Task goal ->
Please give back each line below unchanged; none of the pictures should appear.

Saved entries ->
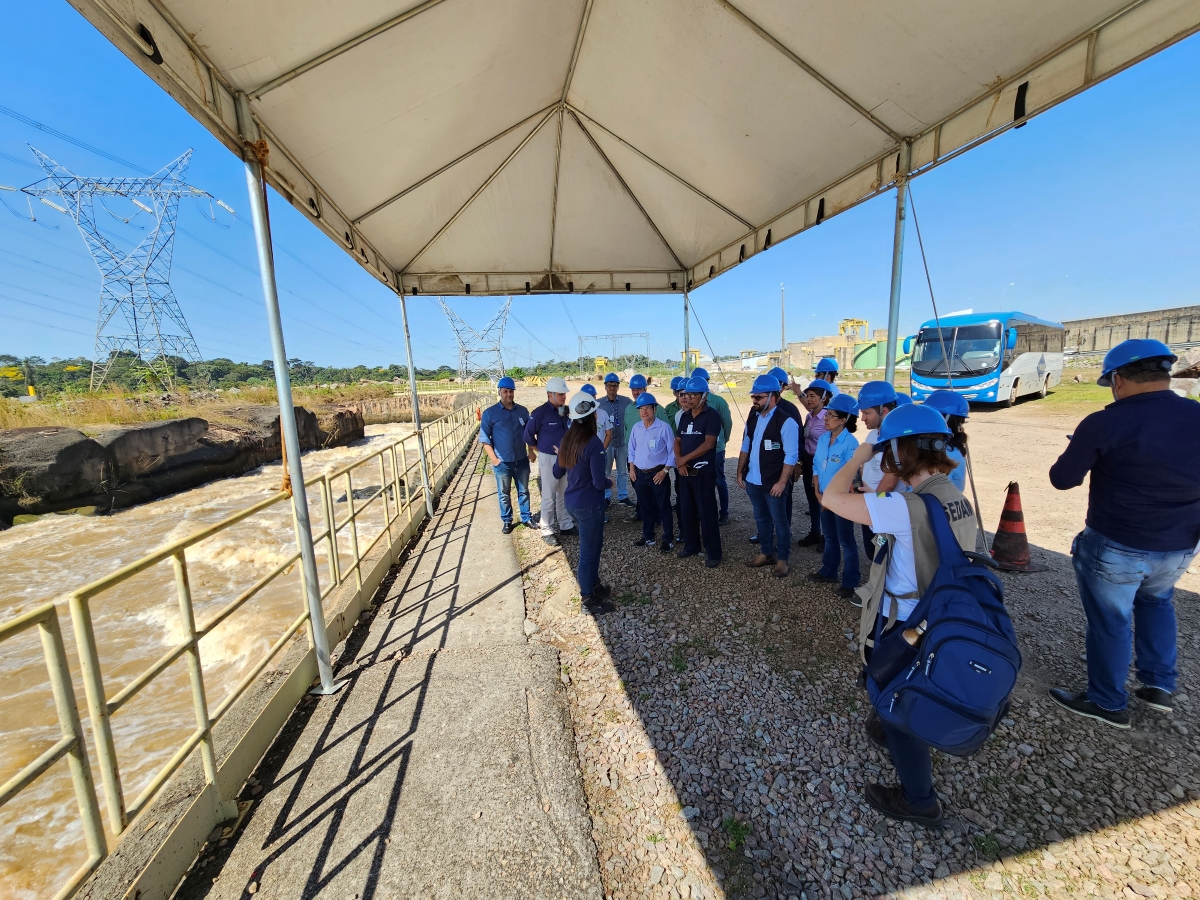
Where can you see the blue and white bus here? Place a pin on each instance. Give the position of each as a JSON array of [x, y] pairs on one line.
[[994, 357]]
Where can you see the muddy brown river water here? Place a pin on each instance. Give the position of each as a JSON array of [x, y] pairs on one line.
[[41, 840]]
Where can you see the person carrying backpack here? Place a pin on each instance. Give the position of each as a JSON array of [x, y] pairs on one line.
[[924, 599]]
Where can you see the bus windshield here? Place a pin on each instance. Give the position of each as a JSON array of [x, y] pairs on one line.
[[972, 349]]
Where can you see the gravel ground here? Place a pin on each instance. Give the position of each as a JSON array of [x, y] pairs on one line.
[[720, 732]]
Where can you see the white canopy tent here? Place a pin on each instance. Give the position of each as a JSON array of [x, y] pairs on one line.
[[499, 147]]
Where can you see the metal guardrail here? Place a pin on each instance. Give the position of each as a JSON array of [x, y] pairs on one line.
[[403, 503]]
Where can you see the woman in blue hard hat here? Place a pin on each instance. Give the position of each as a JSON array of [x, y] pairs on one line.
[[581, 460], [954, 407], [912, 441], [834, 449]]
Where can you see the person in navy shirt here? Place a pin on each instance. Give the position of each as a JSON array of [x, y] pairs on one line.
[[696, 468], [771, 448], [502, 433], [1143, 529]]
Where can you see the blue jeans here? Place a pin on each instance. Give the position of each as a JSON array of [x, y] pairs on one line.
[[772, 520], [839, 534], [723, 486], [617, 453], [589, 520], [505, 474], [1128, 598]]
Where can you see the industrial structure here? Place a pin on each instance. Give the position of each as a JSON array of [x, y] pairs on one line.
[[139, 316]]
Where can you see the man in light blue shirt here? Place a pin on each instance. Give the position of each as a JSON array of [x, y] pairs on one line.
[[771, 448]]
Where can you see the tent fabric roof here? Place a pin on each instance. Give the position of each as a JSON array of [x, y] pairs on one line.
[[497, 147]]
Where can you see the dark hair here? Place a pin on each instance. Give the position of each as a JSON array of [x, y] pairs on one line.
[[1156, 369], [913, 460], [577, 436], [959, 437]]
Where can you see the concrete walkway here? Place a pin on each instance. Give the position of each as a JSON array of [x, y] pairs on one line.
[[447, 767]]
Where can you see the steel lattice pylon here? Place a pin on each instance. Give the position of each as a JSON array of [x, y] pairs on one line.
[[138, 312], [479, 352]]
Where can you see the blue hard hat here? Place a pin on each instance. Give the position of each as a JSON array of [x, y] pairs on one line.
[[844, 403], [876, 394], [948, 403], [910, 421], [766, 384], [1131, 352]]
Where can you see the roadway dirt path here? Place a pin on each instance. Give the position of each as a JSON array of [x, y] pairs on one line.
[[721, 738]]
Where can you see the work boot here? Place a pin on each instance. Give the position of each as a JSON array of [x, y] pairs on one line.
[[891, 801], [1080, 705]]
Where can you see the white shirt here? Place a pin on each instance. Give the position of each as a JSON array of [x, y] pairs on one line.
[[889, 515]]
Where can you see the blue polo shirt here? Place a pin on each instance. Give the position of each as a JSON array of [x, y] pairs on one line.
[[546, 429], [789, 436], [1144, 454], [504, 431], [831, 456]]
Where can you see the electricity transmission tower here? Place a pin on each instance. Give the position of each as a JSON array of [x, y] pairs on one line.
[[139, 317], [615, 339], [479, 352]]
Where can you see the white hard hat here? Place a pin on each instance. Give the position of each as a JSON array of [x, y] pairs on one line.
[[581, 406]]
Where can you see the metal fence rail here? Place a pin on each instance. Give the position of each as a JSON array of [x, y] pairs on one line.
[[403, 502]]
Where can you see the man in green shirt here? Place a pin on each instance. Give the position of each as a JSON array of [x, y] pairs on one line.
[[721, 407]]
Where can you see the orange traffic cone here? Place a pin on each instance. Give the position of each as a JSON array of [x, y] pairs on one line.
[[1011, 547]]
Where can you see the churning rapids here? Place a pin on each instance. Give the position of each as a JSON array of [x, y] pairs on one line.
[[41, 840]]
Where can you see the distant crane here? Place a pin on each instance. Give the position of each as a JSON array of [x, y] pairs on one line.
[[138, 315]]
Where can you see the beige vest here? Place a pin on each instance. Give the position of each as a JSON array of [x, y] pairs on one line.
[[963, 523]]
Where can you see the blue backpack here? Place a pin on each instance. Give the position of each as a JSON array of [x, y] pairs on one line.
[[957, 688]]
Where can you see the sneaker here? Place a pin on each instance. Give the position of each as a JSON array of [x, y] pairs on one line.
[[875, 730], [1155, 697], [597, 607], [1080, 705], [889, 801]]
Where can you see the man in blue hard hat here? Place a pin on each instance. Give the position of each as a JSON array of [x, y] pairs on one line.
[[501, 432], [615, 407], [1143, 529], [771, 448], [696, 468], [717, 403]]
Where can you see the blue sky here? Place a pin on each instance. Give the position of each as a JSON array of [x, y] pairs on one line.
[[1090, 209]]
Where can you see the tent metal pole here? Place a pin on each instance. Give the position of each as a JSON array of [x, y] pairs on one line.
[[889, 372], [257, 189], [417, 408]]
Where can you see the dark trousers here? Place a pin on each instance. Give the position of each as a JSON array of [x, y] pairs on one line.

Worked solution ->
Where can you see the blue and white bus here? Place a pin on each instance. Give the position of each as a JSON array of [x, y] pairs on one line.
[[994, 357]]
Where can you see the muddy brown river water here? Place a pin on each instance. Give the position of each as a JSON array of [x, y] pairs on one line.
[[41, 840]]
Where can you see the person carrying backpack here? Place a pin on each instance. Give the position of each as a JSON array of [x, y] pairs on one line.
[[924, 599]]
Where can you see the bus windshield here? Place a pin on each instance. Give the position of each as a JSON array of [x, y] pairs on one line.
[[972, 349]]
Where can you see the gravel ground here? Place a pin on each instance. Give the position of each as a JSON array of [x, y] pairs on one line.
[[720, 732]]
Where can you see the white canopy tent here? Place a pin on each instance. Give the position of each as a JSON array of [x, y] pairs on one line.
[[499, 147]]
Where can you see the metal guardrail here? Place a pin on each instance. Give the position of each as a JSON array of [x, y] pairs on one line.
[[403, 503]]
Where can you see the woman in blue hard hat here? Place a pin on each instance. Give the position of each as a JSON array of [x, y] pairs on one line.
[[581, 460], [954, 407], [912, 441], [834, 449]]
Where can you see the person in navy shirt here? Place a pin on each instance. Give the position of each as a JSON array of [x, y] pairs on one line.
[[696, 468], [771, 448], [502, 433], [1143, 529]]
Where can you see the blue jeans here? Place a pin on each instance. Give the position of each as a JSON array of [x, y] pairs on one line.
[[772, 520], [839, 534], [723, 486], [617, 453], [589, 520], [505, 474], [1128, 598]]
Where can you see the industrial structure here? Place a pin on each instance. Give the position of each as a JSON array of [x, y] pairs on one line.
[[139, 316]]
Where can you see the man in light blue shirt here? Place a pin on each instance. Give the position of each as a JSON array of [x, y] pairs on one line.
[[771, 448]]
Where can you see the tent fabric roof here? Place a pin on each instance. Give the position of each as a JSON array of [x, y] pairs on one line.
[[497, 147]]
Where can you see the dark hair here? Place a pin on each instance. Give the position of each as a JSON array of [x, y] pairs on one line.
[[1156, 369], [913, 460], [577, 436], [959, 437]]
Where can you see the concrete walkway here? Place a pin on each instance. Give the position of each as a JSON array of [x, y] pairs on one line.
[[447, 767]]
Where can you see the steel lattice pylon here? Place a pin on each instance. Give the position of each as a JSON array of [x, y] pairs on one line.
[[138, 312], [479, 352]]
Where can you see the blue hard hat here? Place a pin on each instance. Give the position of each as a JSON array of [x, y] pairs on one line.
[[844, 403], [876, 394], [948, 403], [910, 421], [766, 384], [1131, 352]]
Where can you see the roadway dirt path here? Place a pin on each instance. Give the position of each as a JSON array of [x, y] pairs on one line.
[[721, 738]]
Where can you see the work boot here? Place a pin on each instance. Give the position of each as a JSON array of [x, y] pairs on one line.
[[891, 801], [1080, 705]]
Where can you see the white shirt here? Place a pin on each instance. Give the position of each as a JSON array of [x, y] pairs on one line.
[[889, 515]]
Where can you see the blue polo shirt here? Place a pin on each instance. Give the position of each as a JSON array of [x, y] pairs on one line.
[[546, 429], [789, 436], [1144, 454], [504, 431], [831, 456]]
Where can you see the electricity transmission tower here? Place a pin on each instance. Give the position of each as a JSON array of [x, y] pairs on one line.
[[139, 317], [615, 339], [479, 352]]
Where can you see the white hard hat here? Place a pin on each instance. Give the position of each as a JSON array of [x, y] pairs on one line.
[[581, 406]]
Where can you see the metal fence rail here? Place a pin on each instance. Give the position of each as a JSON array of [x, y] pairs on one line.
[[403, 502]]
Where can you see the man in green shirt here? Place a pin on each instance. Give the position of each as a JSON array of [x, y] pairs on one line.
[[721, 407]]
Where can you see the orange traffic cone here? Place a pin on each instance. Give the position of each as a JSON array of [x, y] pairs on one line.
[[1011, 547]]
Where can you see the churning rapids here? Place a pin on each instance. Give the position of each as a JSON array of [x, y] pairs on one line.
[[41, 840]]
Where can you see the distant crane here? Place a pin on each instance. Give the position of each as a JSON array of [x, y] pairs on one line.
[[138, 315]]
Where can you see the beige vest here? Place a pin on each instance. Give the position of each as a JSON array of [x, y] pairs on one line.
[[963, 523]]
Where can you see the blue backpack here? Place a pin on each instance. Give the position of each as a JSON array of [x, y] pairs on one line.
[[957, 688]]
Where can you see the sneaker here? Place a pin on each instance. Give the position of each as a JSON array of [x, y] pairs on one line.
[[875, 730], [1155, 697], [597, 607], [1080, 705], [889, 801]]
Where can you see the man in blue hard hat here? Place a pin on each instance. Give the position of each as a JSON array of [x, y] pairs on one line.
[[501, 432], [615, 407], [1143, 529], [771, 448], [696, 468], [717, 403]]
Where can you see the blue sky here? Place a pin on each instance. Give the position of each as a JSON array of [x, y] pairs on one line.
[[1090, 209]]
Where can you see the tent metal pole here? Place a pin on each instance. Give the position of each as a JSON array of [x, y] pairs on one line.
[[889, 372], [257, 189], [417, 408]]
Where can you see the dark trousers here? Place a pin on each instance. Give the position of each as a JSON array of [x, y] pairs on one line.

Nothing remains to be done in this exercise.